- **Data for the task**

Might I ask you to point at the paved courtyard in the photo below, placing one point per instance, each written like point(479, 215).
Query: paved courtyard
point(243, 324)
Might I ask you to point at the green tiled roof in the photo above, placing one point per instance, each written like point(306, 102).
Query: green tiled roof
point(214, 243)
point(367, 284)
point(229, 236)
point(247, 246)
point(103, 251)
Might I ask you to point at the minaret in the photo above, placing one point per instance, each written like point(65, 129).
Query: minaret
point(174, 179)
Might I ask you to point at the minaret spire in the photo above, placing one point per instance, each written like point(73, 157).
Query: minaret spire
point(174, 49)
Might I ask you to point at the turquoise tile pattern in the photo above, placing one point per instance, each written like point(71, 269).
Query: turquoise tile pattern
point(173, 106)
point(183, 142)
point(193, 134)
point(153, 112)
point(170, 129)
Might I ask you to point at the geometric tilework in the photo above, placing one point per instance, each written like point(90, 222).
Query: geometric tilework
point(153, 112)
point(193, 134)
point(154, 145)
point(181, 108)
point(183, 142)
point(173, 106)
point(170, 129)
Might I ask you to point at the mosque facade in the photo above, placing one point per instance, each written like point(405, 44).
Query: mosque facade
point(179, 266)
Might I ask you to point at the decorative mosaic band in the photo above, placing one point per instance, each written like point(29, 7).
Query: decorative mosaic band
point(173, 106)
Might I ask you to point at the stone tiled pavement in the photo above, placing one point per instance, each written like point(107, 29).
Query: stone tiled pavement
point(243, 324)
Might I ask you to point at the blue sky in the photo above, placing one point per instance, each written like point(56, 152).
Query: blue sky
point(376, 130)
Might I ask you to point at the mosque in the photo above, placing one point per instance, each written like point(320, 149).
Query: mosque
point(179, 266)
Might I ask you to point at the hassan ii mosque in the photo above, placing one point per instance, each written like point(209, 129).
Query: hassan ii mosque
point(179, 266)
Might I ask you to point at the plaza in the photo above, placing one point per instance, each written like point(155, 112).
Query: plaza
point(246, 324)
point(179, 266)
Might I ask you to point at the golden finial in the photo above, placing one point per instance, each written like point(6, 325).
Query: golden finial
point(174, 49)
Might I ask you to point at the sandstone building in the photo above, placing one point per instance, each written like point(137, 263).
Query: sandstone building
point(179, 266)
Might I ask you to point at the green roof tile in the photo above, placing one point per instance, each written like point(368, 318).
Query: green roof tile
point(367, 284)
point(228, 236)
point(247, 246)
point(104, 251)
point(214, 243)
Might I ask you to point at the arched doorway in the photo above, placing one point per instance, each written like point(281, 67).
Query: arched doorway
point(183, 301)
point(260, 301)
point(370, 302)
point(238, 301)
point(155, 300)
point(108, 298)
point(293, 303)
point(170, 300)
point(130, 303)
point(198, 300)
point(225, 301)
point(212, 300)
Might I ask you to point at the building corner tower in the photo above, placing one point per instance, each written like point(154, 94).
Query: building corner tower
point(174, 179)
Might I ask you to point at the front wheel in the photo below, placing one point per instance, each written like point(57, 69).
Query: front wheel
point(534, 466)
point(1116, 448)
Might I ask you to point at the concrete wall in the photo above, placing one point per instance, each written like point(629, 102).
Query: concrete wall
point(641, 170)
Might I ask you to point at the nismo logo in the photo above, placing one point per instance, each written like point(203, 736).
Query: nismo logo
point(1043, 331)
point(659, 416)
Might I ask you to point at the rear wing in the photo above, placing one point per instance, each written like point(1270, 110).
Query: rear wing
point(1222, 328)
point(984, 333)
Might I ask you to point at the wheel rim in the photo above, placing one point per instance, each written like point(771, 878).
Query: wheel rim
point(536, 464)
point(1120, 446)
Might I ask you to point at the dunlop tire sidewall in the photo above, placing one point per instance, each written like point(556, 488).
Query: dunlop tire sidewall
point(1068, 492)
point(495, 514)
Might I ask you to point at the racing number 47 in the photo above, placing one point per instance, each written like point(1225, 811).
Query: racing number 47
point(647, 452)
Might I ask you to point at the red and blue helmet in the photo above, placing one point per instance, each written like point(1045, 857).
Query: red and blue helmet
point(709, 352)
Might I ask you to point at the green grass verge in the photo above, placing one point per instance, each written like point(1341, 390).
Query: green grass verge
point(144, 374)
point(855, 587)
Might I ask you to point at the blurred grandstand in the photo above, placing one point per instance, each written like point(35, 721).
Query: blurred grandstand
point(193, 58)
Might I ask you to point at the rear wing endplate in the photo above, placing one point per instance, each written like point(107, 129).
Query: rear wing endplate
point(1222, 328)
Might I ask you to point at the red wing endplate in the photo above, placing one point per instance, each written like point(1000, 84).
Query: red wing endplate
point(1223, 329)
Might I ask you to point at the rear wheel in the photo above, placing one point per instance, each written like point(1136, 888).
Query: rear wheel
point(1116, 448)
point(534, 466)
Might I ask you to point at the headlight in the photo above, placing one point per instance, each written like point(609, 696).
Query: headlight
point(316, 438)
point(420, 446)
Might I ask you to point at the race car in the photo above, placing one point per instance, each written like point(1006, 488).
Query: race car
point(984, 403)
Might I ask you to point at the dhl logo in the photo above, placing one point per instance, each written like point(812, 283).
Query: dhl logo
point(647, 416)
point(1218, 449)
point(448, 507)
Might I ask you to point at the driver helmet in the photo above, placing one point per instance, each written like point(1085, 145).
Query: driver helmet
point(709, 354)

- **Task statement**
Beginning at the line that holds "Might I ask you to point at the red wing", reproduce each line of the records above down to and including the last one.

- **Exercise answer**
Might I ask you to point at the red wing endplate in the photo above, placing one point per instance, each written like point(1000, 84).
Query: red wing endplate
point(1223, 329)
Might I ask you to point at the rear wheel in the photo above, placing one point per instance, each written like point(1136, 888).
Query: rear wheel
point(1116, 448)
point(534, 466)
Might I ask you to point at the headlight in the photo above, placing one point per instance, each written like point(609, 696).
Query: headlight
point(316, 438)
point(420, 446)
Might I ask you to point at the race car in the photo above, placing one point per instance, each written like point(1006, 488).
Query: race car
point(984, 403)
Might I ask you to point at the dhl logo in the photo above, placing one point per instance, each written like point(812, 283).
Query: dhl logo
point(647, 416)
point(1218, 449)
point(448, 507)
Might I ask you to point at the driver helmet in the photo above, placing one point per instance, each written like point(1085, 145).
Query: driver helmet
point(709, 354)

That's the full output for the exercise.